WHAT YOU WILL DO: From the entries that follow, copy every line with the word "instance".

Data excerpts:

╔══

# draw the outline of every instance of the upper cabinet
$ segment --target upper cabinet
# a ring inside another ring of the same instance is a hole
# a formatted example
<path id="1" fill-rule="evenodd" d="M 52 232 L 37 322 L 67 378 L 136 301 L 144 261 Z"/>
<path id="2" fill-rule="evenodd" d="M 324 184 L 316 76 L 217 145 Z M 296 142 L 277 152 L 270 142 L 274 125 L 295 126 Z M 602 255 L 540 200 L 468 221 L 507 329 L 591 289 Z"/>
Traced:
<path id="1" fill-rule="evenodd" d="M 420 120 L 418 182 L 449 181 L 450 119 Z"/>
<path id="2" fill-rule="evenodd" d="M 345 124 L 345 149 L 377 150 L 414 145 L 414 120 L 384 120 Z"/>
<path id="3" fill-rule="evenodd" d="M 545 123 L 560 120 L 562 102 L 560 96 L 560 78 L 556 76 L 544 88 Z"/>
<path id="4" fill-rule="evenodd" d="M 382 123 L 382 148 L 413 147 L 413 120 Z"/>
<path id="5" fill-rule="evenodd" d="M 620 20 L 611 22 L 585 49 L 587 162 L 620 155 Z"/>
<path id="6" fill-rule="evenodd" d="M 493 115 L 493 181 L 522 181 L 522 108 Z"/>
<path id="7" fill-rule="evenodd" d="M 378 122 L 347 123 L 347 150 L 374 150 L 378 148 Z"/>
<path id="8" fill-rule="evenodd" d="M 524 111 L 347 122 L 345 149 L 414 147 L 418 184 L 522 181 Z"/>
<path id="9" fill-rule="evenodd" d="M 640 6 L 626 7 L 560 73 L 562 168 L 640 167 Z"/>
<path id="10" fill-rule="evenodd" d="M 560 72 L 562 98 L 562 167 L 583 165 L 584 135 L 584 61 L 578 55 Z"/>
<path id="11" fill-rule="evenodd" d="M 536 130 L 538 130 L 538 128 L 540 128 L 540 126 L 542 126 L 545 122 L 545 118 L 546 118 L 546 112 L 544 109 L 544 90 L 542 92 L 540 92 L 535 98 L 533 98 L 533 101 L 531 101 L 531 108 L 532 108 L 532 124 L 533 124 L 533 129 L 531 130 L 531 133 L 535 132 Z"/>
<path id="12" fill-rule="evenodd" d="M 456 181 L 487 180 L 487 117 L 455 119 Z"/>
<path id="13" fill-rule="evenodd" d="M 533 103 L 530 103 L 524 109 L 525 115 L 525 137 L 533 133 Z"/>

╚══

EXERCISE RESPONSE:
# draw the outline of every instance of the upper cabinet
# a ring inside another ring of the same instance is a hole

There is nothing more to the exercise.